A practical roadmap — what to do within seventy-two hours

The seventy-two-hour window after the discovery of Aadhaar or PAN misuse is doctrinally the most important. Three statutory limitation points cluster within it — the RBI three-day intimation window for zero-liability under the 2017 Circular, the seventy-two-hour anti-evidence-destruction window that informs the cyber forensic practice, and the practical fact that authentication audit trails on the UIDAI portal are most reliably retrievable while the misuse is recent.

Step 1 — Lock the biometric and freeze the financial exposure. Through the mAadhaar app or the UIDAI portal, invoke the "lock biometric" feature; this prevents any further fingerprint or iris authentication. Simultaneously, intimate the affected bank (in writing, retaining acknowledgement) of the unauthorised transaction; the three-day clock under the RBI 2017 Circular runs from the date of the unauthorised transaction or the date of intimation, whichever is later — and the customer's zero-liability protection depends on it.

Written request -> Write the next part of the seventy-two-hour roadmap on Aadhaar and PAN misuse, starting after its final sentence. The records below come from a separate source and are unrelated to the roadmap on Aadhaar and PAN misuse.

Dataset extract ->
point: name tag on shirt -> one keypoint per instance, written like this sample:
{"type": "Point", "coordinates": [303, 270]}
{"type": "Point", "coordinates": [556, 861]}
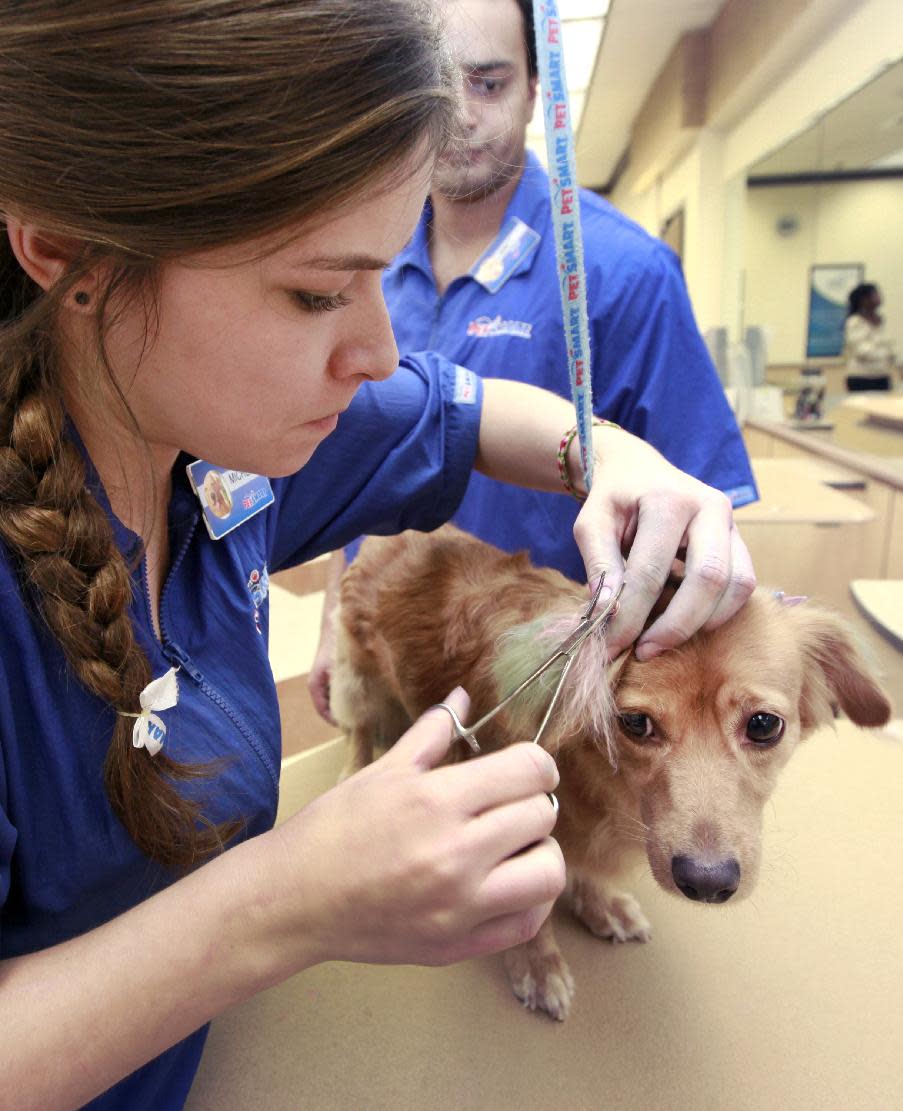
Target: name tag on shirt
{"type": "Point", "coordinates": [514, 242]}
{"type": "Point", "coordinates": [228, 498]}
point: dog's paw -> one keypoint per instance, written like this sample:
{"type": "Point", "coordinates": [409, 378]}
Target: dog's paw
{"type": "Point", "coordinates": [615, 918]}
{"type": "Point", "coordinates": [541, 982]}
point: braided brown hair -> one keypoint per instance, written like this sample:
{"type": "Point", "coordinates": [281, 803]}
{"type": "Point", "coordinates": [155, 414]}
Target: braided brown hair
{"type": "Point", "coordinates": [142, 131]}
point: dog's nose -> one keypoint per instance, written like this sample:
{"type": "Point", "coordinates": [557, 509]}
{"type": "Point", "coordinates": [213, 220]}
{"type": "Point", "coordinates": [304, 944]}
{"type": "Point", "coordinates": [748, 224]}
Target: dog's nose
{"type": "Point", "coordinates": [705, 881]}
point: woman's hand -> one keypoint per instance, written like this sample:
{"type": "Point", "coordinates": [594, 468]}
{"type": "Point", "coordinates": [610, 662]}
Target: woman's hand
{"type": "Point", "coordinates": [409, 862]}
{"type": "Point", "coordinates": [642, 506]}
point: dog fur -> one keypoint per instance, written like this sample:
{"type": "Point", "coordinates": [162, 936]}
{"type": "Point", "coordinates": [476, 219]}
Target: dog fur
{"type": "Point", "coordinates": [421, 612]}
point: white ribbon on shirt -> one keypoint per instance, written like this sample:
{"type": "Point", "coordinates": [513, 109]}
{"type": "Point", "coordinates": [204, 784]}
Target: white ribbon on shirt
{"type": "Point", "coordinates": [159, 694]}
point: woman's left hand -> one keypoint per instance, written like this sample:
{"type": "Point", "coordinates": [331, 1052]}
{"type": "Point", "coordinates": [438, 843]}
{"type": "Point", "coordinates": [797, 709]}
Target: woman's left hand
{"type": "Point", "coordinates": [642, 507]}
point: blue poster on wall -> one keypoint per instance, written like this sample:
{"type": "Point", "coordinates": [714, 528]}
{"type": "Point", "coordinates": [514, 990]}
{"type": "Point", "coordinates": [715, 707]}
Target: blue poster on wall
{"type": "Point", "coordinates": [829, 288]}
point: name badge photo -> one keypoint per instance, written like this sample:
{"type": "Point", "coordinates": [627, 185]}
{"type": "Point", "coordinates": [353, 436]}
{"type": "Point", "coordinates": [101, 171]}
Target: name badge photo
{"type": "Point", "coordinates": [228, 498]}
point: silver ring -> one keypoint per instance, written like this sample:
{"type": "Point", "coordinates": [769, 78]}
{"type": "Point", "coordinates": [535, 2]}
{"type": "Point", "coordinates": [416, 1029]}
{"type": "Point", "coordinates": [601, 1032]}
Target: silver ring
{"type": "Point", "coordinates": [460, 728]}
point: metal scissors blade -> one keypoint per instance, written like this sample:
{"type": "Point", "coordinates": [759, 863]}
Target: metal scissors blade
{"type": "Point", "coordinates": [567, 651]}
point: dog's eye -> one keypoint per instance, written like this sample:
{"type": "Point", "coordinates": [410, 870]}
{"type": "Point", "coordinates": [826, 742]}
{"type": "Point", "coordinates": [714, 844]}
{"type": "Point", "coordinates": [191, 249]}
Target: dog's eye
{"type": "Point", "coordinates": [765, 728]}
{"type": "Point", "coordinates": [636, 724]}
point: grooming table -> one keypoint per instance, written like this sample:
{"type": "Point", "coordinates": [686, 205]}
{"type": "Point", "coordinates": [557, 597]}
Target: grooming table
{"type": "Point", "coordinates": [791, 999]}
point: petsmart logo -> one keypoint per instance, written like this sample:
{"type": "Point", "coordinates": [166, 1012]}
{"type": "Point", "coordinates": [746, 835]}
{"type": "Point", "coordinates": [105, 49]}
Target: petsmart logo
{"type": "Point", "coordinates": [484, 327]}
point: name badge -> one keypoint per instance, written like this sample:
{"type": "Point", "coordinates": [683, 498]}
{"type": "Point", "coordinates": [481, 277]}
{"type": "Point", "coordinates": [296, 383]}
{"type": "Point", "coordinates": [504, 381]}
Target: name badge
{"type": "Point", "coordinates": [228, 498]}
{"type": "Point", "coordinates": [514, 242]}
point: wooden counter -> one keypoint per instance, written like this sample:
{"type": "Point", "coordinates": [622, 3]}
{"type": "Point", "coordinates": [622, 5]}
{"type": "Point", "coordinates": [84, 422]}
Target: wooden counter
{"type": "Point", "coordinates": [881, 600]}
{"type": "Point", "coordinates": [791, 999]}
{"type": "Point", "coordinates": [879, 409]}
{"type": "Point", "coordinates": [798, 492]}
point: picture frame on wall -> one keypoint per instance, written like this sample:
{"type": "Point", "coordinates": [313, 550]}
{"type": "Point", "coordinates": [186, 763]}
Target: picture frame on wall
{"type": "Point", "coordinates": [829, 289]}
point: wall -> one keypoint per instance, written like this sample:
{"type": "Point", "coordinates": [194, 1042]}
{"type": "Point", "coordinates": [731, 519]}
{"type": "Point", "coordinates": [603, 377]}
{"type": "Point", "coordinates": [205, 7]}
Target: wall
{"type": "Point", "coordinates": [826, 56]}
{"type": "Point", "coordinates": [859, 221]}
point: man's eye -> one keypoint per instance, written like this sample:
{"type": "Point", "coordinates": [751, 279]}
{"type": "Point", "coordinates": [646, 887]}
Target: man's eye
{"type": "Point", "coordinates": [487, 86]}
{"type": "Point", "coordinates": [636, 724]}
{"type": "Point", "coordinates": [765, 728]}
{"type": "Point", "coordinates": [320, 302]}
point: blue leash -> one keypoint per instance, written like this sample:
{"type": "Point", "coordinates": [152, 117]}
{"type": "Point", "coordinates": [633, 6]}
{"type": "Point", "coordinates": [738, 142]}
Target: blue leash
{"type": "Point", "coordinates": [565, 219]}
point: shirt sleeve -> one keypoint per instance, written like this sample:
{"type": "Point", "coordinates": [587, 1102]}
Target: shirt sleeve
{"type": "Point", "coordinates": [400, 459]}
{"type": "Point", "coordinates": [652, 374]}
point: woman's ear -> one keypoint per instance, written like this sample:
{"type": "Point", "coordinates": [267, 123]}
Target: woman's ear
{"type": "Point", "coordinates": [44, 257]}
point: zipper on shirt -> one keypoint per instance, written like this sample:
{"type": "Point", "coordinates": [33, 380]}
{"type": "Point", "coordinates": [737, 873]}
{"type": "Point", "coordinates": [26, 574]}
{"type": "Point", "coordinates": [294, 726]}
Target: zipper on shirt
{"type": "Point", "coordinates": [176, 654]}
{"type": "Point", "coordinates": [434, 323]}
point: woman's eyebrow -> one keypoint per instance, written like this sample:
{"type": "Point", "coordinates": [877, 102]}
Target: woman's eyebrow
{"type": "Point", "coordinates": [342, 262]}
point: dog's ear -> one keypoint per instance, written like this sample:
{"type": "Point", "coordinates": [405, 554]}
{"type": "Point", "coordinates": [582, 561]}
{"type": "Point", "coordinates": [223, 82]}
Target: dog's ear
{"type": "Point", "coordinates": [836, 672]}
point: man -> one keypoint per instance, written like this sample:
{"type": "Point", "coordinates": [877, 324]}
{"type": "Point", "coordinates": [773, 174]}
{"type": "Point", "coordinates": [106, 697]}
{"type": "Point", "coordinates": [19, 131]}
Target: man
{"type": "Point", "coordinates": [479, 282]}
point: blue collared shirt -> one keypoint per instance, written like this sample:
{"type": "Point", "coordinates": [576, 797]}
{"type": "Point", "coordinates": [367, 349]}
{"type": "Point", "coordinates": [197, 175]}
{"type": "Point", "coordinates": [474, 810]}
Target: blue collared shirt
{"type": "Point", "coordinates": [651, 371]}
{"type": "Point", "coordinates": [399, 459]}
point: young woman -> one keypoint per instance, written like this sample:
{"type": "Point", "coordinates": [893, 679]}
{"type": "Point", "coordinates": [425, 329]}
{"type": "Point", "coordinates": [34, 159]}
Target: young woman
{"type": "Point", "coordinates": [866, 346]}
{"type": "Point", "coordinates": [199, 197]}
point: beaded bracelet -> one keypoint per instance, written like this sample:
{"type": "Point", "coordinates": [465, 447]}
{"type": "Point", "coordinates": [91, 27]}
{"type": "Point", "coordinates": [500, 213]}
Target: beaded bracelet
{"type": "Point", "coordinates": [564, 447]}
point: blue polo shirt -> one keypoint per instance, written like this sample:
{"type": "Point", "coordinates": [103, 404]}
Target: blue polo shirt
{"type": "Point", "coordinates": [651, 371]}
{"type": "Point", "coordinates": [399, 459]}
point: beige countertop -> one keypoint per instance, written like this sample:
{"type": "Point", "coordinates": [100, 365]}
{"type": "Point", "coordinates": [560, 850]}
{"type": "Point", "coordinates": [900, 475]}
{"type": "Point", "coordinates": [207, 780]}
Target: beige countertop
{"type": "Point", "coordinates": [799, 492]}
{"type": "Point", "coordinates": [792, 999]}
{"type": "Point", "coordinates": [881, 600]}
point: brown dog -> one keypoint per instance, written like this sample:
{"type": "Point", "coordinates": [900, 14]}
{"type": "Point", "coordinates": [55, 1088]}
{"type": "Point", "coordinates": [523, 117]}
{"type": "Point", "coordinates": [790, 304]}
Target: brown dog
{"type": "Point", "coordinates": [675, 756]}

Answer to this task ->
Step 2 — Retrieve the authentication audit log. Through the UIDAI portal's "Aadhaar Authentication History" feature, download the six-month authentication log. This is the foundational documentary evidence — it shows the AUA (Authentication User Agency) that initiated each authentication, the type of authentication (biometric, OTP, demographic), and the timestamp. For PAN, the Income-tax e-filing portal's "View Form 26AS" and "Annual Information Statement" provide the audit trail of transactions reported against the PAN.

Step 3 — Lodge the FIR under Section 173 BNSS [Section 154 CrPC]. Approach the local police station of jurisdiction or the cybercrime cell. The complaint should invoke Sections 66C and 66D of the IT Act and Sections 318, 319 and 336 BNS [Sections 415, 416, 419 and 463 IPC], and, where Aadhaar misuse is alleged, Sections 38, 39 and 40 of the Aadhaar Act, 2016 read with Section 47. If the SHO refuses to register the FIR, the remedy under Section 173(3) BNSS [Section 154(3) CrPC] is to escalate to the Superintendent of Police, followed by a Section 175 BNSS [Section 156(3) CrPC] application to the Magistrate. Lalita Kumari v Government of Uttar Pradesh, (2014) 2 SCC 1 holds that registration of an FIR is mandatory where the information discloses a cognizable offence, and the Section 173 BNSS framework carries this principle forward.

Step 4 — Mirror the complaint to the National Cybercrime Reporting Portal. File a parallel complaint at cybercrime.gov.in. The portal is mirrored to the local cybercrime cell of the State, and the complaint number is admissible as proof of intimation for subsequent insurance, banking and consumer-forum claims. The portal also triggers the "1930" cyber-financial-fraud hold mechanism for unauthorised transactions reported within the "golden hour".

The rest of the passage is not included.